_What you will do_
Carry on the account of referee McCarthy's standup calls from the point where it stops.

_Extract_
━━━━━━━━━━━━━━━━━━━━
The dean of mixed martial arts officials, McCarthy has forgotten more fights than even the most voracious fans have ever watched. McCarthy practically invented the role of MMA referee, after all, getting his start at UFC 2, helping to craft the current unified rule set, and officiating thousands upon thousands of fights all over the world.

So when McCarthy found himself assigned to the Bellator 149 co-feature bout between Slice, the 42-year-old special attraction who had fought just once in the past five years, and Dada, a street fighter with just two pro bouts legally known as Dhafir Harris, at Houston's Toyota Center, he was ready for anything.

Both fighters got visibly tired early after a first-round ground stalemate. But McCarthy was going to call the fight down the middle like any other bout and wasn't about to do the competitors any favors. That led to frequent restarts and standups, including an instance in the second round of a rare standup call with a fighter, Slice, in full mounted position.

"I always tell them, 'I'm going to stand you up unless you do something,'" McCarthy said. "I'm telling Kimbo, ‘Kimbo, do something.' And he's just tired. He's not trying to punch, he's not trying to go for a submission, he's just trying to catch breath and let time go by."

This marked just the second time in McCarthy's career he has called for a standup from a full mount. The other? UFC 17 in 1998, when Jeremy Horn did nothing with a dominant position against Frank Shamrock in a UFC light heavyweight title fight.

"Jeremy was tearing Frank up," McCarthy said. "And it gets to the point, he gets full mount, and he just sits there, and Frank is underneath just holding on, and he's not doing anything.

"I said, 'C'mon Jeremy, you've got to work,'" McCarthy continued. "And it goes for about a minute and a half, and I said, ‘Jeremy, you have got to do something or I'm going to stand you up.' And he doesn't. So I stop and stand them up."

Shamrock retained what was then referred to as the middleweight title, but is actually the current UFC 205-pound belt, via kneebar at the 16:28 mark, and McCarthy couldn't help but ask Horn afterwards what he was thinking in the heat of the moment.
━━━━━━━━━━━━━━━━━━━━
Text-to-region grounding data

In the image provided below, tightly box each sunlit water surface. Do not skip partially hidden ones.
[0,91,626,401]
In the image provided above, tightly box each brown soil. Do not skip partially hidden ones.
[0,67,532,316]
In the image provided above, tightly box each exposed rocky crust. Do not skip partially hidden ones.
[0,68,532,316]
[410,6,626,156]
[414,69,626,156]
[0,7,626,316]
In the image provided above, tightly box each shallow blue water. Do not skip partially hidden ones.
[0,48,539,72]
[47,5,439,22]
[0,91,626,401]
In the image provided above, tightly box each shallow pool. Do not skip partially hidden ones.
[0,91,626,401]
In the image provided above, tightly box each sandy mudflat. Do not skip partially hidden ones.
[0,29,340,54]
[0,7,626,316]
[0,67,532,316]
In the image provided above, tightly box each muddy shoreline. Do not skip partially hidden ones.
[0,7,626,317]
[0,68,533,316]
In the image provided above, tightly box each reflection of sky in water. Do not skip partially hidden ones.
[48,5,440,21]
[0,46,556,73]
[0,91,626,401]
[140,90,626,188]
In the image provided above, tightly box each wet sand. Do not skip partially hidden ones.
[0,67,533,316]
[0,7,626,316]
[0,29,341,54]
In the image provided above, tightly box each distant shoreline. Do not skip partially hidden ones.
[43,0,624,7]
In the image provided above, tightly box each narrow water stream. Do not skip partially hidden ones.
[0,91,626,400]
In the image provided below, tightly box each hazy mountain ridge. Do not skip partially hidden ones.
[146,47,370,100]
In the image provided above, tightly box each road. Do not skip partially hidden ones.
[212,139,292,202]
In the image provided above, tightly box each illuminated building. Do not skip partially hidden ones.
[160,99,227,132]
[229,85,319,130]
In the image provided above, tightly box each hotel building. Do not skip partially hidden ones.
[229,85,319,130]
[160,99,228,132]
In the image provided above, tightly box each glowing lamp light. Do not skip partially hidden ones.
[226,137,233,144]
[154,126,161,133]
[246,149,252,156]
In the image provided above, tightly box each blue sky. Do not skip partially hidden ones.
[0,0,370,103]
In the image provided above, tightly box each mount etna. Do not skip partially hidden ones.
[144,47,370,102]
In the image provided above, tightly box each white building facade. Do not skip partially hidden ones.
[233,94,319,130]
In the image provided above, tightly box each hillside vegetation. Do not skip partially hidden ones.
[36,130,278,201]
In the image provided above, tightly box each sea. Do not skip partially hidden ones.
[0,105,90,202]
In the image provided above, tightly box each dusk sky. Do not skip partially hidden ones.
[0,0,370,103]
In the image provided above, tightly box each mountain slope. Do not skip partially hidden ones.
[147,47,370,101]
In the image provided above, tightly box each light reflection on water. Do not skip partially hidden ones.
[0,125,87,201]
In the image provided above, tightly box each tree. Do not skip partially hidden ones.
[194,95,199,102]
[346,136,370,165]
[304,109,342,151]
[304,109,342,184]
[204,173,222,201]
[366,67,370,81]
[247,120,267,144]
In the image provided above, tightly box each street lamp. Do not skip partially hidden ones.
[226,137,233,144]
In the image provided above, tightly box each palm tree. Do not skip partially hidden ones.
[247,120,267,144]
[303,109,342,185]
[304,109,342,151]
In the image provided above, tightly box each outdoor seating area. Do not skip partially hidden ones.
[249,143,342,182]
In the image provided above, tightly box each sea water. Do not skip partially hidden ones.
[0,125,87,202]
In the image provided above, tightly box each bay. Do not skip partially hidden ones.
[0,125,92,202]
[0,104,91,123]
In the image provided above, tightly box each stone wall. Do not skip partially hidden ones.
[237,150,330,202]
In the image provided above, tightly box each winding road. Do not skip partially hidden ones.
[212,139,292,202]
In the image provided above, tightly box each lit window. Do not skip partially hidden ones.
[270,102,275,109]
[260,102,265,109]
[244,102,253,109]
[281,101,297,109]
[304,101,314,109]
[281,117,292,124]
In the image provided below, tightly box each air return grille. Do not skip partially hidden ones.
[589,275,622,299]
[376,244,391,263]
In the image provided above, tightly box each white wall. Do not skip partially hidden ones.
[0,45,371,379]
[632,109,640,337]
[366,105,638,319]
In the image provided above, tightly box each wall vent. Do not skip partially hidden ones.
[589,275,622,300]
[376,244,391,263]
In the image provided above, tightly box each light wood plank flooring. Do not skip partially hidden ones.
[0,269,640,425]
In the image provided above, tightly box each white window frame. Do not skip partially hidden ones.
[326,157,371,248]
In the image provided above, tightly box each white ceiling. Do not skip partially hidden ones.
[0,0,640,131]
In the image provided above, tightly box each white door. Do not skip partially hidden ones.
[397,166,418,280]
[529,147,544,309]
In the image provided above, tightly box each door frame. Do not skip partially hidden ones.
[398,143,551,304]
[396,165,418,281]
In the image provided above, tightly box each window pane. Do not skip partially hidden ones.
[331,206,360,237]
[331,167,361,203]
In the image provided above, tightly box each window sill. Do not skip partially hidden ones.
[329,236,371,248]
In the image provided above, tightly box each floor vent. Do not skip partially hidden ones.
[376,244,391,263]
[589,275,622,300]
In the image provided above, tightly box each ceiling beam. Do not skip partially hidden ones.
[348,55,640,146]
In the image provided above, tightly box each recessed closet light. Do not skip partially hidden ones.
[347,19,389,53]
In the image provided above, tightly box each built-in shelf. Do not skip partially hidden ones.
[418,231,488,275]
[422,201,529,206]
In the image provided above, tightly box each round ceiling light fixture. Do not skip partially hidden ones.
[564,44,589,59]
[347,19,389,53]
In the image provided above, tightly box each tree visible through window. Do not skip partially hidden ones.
━━━━━━━━━━━━━━━━━━━━
_Output below_
McCarthy recalled: "I went to the back afterwards, I said, "What in the f--- were you thinking? Did you not hear me? He goes ‘Oh yeah John, I heard every word.' I said, ‘What were you thinking?' He goes. ‘Honestly?' and I said, ‘No I want you to lie, Jeremy.' And he said ‘Honestly, John, holy s---, I'm mounted on Frank Shamrock and I don't want him to do anything to me.' I went, ‘That's all I needed to know, man.'"

In the case of Shamrock-Horn, you're talking about a Hall of Fame caliber fighter in Shamrock and a respected vet of nearly 120 fights in Horn.

Kimbo vs. Dada, on the other hand, was something entirely different. The bout, which Slice won via TKO in the third round, was wildly mocked online before it was revealed that Harris had a cardiac scare after the fight and was rushed to the hospital.

But while McCarthy obviously doesn't wish any ill upon Dada 5000, it was his job to call what's in front of him as a referee, and stop it at the appropriate time based on the available information.

"There was never anything that landed that was hard," McCarthy said. "They didn't hit each other with any hard shots. ... Look, there are people that paid money to see this fight. This is not just about you laying on somebody because you're both tired. That's your fault for coming into the fight in that condition."